*Provided data*.
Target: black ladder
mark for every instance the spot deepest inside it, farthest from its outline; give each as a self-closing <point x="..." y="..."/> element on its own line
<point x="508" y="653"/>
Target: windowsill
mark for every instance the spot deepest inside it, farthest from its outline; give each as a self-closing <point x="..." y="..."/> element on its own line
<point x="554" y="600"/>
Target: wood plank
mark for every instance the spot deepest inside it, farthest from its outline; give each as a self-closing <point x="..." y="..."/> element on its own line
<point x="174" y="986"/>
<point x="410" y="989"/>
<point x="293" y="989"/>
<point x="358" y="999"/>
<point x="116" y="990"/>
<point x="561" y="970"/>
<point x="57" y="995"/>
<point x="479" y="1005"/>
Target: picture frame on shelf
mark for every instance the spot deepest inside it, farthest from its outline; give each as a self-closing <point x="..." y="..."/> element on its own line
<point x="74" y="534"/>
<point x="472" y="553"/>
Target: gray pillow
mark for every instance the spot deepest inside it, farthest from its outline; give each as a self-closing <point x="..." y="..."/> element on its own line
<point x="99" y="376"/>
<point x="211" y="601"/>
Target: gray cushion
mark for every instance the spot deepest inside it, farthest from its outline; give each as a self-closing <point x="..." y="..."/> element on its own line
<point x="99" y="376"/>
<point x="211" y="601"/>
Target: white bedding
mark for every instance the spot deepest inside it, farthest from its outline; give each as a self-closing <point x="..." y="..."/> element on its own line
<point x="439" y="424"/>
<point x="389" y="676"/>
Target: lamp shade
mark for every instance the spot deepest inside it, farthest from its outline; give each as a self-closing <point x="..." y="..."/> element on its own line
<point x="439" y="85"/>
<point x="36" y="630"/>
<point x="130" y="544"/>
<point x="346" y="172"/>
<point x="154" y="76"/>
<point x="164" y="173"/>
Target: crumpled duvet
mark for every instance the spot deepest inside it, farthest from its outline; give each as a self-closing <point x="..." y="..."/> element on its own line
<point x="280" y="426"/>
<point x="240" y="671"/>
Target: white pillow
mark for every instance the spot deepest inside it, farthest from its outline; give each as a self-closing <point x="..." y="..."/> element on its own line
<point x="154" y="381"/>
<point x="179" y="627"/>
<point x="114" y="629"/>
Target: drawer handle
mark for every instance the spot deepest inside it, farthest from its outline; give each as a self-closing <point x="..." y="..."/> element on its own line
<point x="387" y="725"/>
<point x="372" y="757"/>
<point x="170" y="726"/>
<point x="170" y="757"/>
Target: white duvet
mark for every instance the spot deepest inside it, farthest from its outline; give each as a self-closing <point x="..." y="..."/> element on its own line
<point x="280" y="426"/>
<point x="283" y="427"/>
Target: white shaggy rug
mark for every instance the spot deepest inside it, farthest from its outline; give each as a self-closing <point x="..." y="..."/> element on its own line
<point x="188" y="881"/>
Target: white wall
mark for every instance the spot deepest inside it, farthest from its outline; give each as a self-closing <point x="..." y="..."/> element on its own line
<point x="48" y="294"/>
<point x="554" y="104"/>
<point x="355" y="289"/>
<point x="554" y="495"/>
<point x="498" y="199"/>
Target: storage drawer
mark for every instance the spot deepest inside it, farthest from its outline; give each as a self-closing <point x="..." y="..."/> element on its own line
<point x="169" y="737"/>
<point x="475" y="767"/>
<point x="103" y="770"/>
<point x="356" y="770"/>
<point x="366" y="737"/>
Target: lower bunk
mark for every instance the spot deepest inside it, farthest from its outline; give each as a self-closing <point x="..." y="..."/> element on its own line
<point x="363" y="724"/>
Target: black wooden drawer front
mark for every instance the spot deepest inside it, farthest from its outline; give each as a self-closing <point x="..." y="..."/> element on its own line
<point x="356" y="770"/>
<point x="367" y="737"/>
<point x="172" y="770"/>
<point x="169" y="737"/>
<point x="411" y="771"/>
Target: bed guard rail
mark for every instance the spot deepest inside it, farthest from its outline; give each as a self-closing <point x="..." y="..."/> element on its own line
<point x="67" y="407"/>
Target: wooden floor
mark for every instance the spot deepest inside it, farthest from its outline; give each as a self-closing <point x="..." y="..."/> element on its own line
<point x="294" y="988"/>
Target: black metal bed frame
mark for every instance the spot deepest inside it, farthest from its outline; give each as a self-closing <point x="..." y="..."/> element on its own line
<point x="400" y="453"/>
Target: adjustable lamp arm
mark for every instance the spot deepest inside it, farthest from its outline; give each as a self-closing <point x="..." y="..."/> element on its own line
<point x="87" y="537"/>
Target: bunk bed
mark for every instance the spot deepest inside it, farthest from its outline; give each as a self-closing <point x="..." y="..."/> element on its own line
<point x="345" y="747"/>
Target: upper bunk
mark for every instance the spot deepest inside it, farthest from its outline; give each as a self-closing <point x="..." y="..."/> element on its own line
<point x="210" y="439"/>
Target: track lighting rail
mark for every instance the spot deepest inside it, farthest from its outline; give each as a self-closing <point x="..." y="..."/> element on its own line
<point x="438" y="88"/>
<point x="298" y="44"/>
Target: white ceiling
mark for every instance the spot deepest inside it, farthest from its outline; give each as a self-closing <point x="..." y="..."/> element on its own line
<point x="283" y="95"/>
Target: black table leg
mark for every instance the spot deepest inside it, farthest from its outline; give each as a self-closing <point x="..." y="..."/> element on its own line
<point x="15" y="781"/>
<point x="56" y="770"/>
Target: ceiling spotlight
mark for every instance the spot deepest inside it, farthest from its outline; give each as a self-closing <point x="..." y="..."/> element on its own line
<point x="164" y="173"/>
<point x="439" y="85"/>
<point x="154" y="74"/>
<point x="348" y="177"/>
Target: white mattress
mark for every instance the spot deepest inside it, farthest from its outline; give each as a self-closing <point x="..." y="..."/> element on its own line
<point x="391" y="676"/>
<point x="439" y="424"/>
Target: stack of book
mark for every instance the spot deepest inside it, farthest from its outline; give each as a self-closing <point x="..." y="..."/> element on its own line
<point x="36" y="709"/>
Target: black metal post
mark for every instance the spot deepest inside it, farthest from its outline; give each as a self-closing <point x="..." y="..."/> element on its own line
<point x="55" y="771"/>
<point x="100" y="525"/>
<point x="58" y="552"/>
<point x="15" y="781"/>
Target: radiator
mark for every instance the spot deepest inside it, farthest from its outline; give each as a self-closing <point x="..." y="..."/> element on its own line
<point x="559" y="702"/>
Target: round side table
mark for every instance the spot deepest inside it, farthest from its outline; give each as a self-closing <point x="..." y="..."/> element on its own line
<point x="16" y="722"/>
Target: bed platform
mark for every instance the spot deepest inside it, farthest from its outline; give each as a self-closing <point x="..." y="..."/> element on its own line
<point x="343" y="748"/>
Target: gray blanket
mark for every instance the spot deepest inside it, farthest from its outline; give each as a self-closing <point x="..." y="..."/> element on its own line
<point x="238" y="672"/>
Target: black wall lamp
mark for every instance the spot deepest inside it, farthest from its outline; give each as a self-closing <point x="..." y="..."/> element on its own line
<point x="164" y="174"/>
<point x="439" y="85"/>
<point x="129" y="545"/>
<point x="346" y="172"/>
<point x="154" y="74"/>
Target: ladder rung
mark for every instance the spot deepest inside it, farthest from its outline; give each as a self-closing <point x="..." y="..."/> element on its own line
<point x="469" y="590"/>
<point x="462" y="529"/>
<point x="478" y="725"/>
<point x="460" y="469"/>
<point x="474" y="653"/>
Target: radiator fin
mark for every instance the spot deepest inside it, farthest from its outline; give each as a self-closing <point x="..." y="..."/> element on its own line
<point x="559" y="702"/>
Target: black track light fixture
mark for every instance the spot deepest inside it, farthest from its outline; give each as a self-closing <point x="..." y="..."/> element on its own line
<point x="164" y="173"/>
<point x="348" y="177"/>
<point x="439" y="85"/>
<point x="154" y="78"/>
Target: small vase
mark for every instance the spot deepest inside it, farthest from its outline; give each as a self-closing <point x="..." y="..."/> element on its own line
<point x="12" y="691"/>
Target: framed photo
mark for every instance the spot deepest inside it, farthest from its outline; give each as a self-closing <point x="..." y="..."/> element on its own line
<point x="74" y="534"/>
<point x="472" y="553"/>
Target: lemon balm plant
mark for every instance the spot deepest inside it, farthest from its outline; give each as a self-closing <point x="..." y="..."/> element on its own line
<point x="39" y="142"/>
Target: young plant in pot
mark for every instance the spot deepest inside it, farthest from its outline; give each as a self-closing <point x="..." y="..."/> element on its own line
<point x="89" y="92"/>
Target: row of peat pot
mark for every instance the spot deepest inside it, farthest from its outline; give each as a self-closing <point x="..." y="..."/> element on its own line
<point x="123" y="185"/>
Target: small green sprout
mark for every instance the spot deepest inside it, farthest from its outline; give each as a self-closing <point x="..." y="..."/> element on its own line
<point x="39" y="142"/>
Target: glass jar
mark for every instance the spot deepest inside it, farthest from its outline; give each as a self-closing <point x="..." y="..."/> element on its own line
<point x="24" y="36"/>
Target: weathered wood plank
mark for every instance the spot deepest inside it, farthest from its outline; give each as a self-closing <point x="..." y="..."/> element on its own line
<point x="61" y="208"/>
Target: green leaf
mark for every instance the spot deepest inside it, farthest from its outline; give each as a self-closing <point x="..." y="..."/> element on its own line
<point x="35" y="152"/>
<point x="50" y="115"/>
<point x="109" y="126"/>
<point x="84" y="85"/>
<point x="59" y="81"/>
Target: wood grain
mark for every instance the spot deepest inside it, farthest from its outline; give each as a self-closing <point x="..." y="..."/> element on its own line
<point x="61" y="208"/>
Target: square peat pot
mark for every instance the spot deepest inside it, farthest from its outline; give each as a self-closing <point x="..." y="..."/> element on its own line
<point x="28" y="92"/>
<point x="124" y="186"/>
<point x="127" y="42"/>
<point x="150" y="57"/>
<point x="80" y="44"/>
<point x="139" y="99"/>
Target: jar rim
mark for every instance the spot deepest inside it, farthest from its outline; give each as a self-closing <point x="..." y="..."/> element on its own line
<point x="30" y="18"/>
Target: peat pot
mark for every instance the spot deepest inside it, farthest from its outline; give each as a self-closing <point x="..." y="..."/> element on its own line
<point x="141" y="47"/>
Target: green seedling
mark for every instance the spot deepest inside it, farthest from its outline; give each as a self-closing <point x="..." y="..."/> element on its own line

*Your goal*.
Quote only the lines from the line containing "Target: jar rim" through the end of the entries, keeping the first and the last.

*Output*.
Target: jar rim
mark for every instance the spot deepest inside it, farthest from its outline; give each as a self-closing <point x="..." y="..."/> element on its own line
<point x="30" y="18"/>
Target: peat pot
mark for every instance the spot deepest inside it, farthest from its outline; give each as a self-closing <point x="..." y="..."/> element on its own line
<point x="141" y="47"/>
Target: green seedling
mark for every instance the spot deepest inside it, farthest from its outline; give each as a self-closing <point x="..." y="..."/> element on its own line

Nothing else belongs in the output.